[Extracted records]
__________

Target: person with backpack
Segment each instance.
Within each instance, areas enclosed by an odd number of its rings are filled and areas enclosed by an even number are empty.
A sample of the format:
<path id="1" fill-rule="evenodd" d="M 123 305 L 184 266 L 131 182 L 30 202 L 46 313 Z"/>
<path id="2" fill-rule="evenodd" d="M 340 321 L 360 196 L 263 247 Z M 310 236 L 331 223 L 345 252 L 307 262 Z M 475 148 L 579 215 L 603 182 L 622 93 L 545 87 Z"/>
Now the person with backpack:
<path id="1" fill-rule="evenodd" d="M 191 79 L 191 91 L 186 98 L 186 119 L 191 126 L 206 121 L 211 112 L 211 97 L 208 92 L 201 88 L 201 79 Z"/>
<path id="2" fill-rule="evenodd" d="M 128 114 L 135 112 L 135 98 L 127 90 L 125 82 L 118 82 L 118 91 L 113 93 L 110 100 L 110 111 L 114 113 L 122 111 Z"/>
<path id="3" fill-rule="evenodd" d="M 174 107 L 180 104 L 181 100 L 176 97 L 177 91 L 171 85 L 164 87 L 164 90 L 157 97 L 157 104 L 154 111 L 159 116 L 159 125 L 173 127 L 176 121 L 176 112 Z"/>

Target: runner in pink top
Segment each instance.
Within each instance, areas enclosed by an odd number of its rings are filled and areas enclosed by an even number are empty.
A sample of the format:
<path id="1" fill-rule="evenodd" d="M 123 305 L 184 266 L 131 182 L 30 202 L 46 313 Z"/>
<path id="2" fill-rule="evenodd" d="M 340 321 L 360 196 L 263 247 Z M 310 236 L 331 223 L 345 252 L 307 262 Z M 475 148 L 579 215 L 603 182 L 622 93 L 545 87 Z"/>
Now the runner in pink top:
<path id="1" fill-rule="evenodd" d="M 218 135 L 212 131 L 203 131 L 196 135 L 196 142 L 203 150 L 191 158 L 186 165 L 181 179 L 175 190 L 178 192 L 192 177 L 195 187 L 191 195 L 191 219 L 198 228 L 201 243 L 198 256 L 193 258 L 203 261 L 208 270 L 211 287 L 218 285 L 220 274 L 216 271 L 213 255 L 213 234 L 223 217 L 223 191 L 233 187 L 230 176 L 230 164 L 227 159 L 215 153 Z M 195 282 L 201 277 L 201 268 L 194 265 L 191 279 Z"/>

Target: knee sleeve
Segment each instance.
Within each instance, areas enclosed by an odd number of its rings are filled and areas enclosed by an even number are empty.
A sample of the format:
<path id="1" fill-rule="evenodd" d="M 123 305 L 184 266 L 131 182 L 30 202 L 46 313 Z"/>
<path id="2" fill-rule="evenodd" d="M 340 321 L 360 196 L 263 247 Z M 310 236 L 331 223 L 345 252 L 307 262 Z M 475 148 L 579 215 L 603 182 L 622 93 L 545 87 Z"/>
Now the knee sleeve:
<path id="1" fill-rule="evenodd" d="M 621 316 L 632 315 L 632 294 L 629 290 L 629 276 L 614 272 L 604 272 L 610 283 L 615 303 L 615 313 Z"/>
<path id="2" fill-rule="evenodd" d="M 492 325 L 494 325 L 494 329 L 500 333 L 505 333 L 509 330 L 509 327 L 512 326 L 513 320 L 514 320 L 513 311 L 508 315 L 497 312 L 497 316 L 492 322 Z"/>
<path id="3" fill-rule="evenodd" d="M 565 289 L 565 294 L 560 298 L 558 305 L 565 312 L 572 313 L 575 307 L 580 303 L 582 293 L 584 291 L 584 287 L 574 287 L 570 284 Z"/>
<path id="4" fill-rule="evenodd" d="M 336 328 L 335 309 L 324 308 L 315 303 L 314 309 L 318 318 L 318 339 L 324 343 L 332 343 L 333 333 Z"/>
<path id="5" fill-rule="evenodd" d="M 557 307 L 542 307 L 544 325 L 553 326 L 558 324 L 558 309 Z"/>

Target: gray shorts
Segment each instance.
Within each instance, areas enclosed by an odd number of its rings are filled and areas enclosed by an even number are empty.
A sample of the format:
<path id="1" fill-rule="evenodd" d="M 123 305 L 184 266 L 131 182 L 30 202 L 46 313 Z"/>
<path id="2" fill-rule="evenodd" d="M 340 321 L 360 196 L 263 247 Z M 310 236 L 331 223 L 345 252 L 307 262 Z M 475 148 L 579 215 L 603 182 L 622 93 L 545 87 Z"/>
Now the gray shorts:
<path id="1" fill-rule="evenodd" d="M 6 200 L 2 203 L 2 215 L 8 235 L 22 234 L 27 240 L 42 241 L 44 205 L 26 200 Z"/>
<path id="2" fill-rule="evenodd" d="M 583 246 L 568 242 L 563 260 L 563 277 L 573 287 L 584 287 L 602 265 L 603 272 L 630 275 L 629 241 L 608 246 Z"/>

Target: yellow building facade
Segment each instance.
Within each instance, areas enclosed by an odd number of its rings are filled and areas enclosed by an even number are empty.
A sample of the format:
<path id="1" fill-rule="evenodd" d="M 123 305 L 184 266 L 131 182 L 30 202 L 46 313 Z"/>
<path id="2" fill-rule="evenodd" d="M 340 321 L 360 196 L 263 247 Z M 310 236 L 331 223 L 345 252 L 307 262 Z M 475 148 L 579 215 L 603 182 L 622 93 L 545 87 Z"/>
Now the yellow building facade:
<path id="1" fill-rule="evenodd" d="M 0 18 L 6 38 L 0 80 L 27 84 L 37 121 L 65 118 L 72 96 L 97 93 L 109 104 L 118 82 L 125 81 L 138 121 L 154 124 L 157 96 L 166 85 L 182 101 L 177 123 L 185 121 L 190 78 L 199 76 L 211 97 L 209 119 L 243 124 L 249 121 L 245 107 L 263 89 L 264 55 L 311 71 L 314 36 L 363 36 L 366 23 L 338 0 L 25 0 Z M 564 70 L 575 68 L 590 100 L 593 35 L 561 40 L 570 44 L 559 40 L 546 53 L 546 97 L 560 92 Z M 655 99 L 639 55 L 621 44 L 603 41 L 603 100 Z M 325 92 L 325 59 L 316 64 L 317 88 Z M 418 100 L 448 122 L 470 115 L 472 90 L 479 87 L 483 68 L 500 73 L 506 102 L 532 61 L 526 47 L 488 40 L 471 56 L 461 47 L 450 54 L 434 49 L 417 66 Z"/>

__________

### The request
Print every line of the data above, with no changes.

### Final answer
Target: person with backpack
Segment each instance.
Within each instance, areas enclosed by an odd number of its rings are filled and areas enclosed by an even number are empty.
A sample of the format:
<path id="1" fill-rule="evenodd" d="M 123 305 L 184 266 L 131 182 L 30 202 L 46 313 Z"/>
<path id="2" fill-rule="evenodd" d="M 340 321 L 360 196 L 263 247 Z M 310 236 L 331 223 L 345 252 L 307 262 Z M 475 148 L 579 215 L 603 182 L 622 93 L 545 87 Z"/>
Now the person with backpack:
<path id="1" fill-rule="evenodd" d="M 191 79 L 191 91 L 186 98 L 186 119 L 191 126 L 206 121 L 211 112 L 211 97 L 208 92 L 201 88 L 201 79 Z"/>
<path id="2" fill-rule="evenodd" d="M 128 114 L 135 112 L 135 98 L 127 90 L 125 82 L 118 82 L 118 91 L 113 93 L 110 100 L 110 111 L 114 113 L 122 111 Z"/>
<path id="3" fill-rule="evenodd" d="M 174 107 L 180 104 L 181 100 L 176 97 L 177 91 L 171 85 L 164 87 L 164 90 L 157 97 L 157 104 L 154 111 L 159 116 L 159 125 L 173 127 L 176 121 L 176 112 Z"/>

Target: runner in pink top
Segment each instance.
Within each instance, areas enclosed by an odd number of its rings are filled and areas enclosed by an even number are empty.
A sample of the format:
<path id="1" fill-rule="evenodd" d="M 123 305 L 184 266 L 131 182 L 30 202 L 46 313 Z"/>
<path id="2" fill-rule="evenodd" d="M 340 321 L 360 196 L 263 247 Z M 310 236 L 331 223 L 345 252 L 307 262 Z M 475 148 L 579 215 L 603 182 L 622 93 L 545 87 Z"/>
Now the runner in pink top:
<path id="1" fill-rule="evenodd" d="M 218 135 L 212 131 L 203 131 L 196 135 L 196 142 L 203 150 L 191 158 L 186 165 L 181 179 L 175 190 L 178 192 L 192 177 L 195 187 L 191 195 L 191 219 L 198 228 L 201 243 L 198 256 L 193 258 L 203 261 L 208 270 L 211 287 L 218 285 L 220 274 L 216 271 L 213 255 L 213 234 L 223 217 L 223 191 L 233 187 L 230 176 L 230 164 L 227 159 L 215 153 Z M 195 282 L 201 277 L 201 268 L 194 265 L 191 279 Z"/>

Target: knee sleeve
Segment each instance.
Within each instance, areas enclosed by an odd number of its rings are filled and areas enclosed by an even number are empty.
A sample of the format:
<path id="1" fill-rule="evenodd" d="M 123 305 L 184 266 L 131 182 L 30 202 L 46 313 Z"/>
<path id="2" fill-rule="evenodd" d="M 340 321 L 360 196 L 263 247 Z M 310 236 L 331 223 L 345 252 L 307 262 Z M 475 148 L 579 215 L 603 182 L 622 93 L 545 87 Z"/>
Now the knee sleeve:
<path id="1" fill-rule="evenodd" d="M 621 316 L 632 315 L 632 294 L 629 290 L 629 276 L 614 272 L 604 272 L 610 283 L 615 303 L 615 313 Z"/>
<path id="2" fill-rule="evenodd" d="M 492 325 L 494 325 L 494 329 L 500 333 L 505 333 L 509 330 L 509 327 L 512 326 L 513 320 L 514 320 L 513 311 L 508 315 L 497 312 L 497 316 L 492 322 Z"/>
<path id="3" fill-rule="evenodd" d="M 565 289 L 565 294 L 560 298 L 558 305 L 565 312 L 572 313 L 575 307 L 580 303 L 582 293 L 584 291 L 584 287 L 574 287 L 570 284 Z"/>
<path id="4" fill-rule="evenodd" d="M 336 328 L 335 309 L 324 308 L 315 303 L 314 309 L 318 318 L 318 339 L 324 343 L 332 343 L 333 333 Z"/>
<path id="5" fill-rule="evenodd" d="M 557 307 L 542 307 L 544 325 L 553 326 L 558 324 L 558 309 Z"/>

Target: gray shorts
Segment each instance.
Within each instance, areas enclosed by an odd number of its rings are filled and areas enclosed by an even number are empty.
A sample of the format:
<path id="1" fill-rule="evenodd" d="M 123 305 L 184 266 L 131 182 L 30 202 L 46 313 Z"/>
<path id="2" fill-rule="evenodd" d="M 340 321 L 360 196 L 263 247 Z M 310 236 L 331 223 L 345 252 L 307 262 Z M 475 148 L 579 215 L 603 182 L 622 93 L 545 87 Z"/>
Now the gray shorts:
<path id="1" fill-rule="evenodd" d="M 6 200 L 2 203 L 2 215 L 8 235 L 22 234 L 27 240 L 42 241 L 44 205 L 26 200 Z"/>
<path id="2" fill-rule="evenodd" d="M 583 246 L 568 242 L 563 260 L 563 277 L 573 287 L 584 287 L 602 265 L 603 272 L 630 275 L 629 241 L 608 246 Z"/>

Target: yellow building facade
Segment each instance.
Within each instance, areas enclosed by an odd number of its rings are filled and areas enclosed by an even number are empty.
A sample of the format:
<path id="1" fill-rule="evenodd" d="M 123 305 L 184 266 L 131 182 L 30 202 L 46 313 Z"/>
<path id="2" fill-rule="evenodd" d="M 340 321 L 360 196 L 263 247 Z M 310 236 L 331 223 L 345 252 L 307 262 Z M 475 148 L 579 215 L 603 182 L 622 93 L 545 87 Z"/>
Now the yellow building facade:
<path id="1" fill-rule="evenodd" d="M 0 18 L 6 38 L 0 80 L 27 84 L 37 121 L 65 118 L 72 96 L 97 93 L 109 104 L 118 82 L 125 81 L 138 121 L 154 124 L 157 96 L 166 85 L 182 101 L 177 123 L 185 121 L 190 78 L 199 76 L 211 97 L 209 119 L 243 124 L 249 121 L 245 107 L 263 89 L 264 55 L 311 71 L 314 36 L 363 36 L 366 23 L 338 0 L 25 0 Z M 564 70 L 575 68 L 590 100 L 593 35 L 561 40 L 570 44 L 559 40 L 546 53 L 546 97 L 560 92 Z M 655 99 L 639 55 L 621 44 L 603 41 L 603 100 Z M 325 92 L 325 59 L 316 64 L 317 88 Z M 418 100 L 448 122 L 470 115 L 472 90 L 479 87 L 483 68 L 500 73 L 506 102 L 532 61 L 526 47 L 488 40 L 471 56 L 461 47 L 450 54 L 434 49 L 417 66 Z"/>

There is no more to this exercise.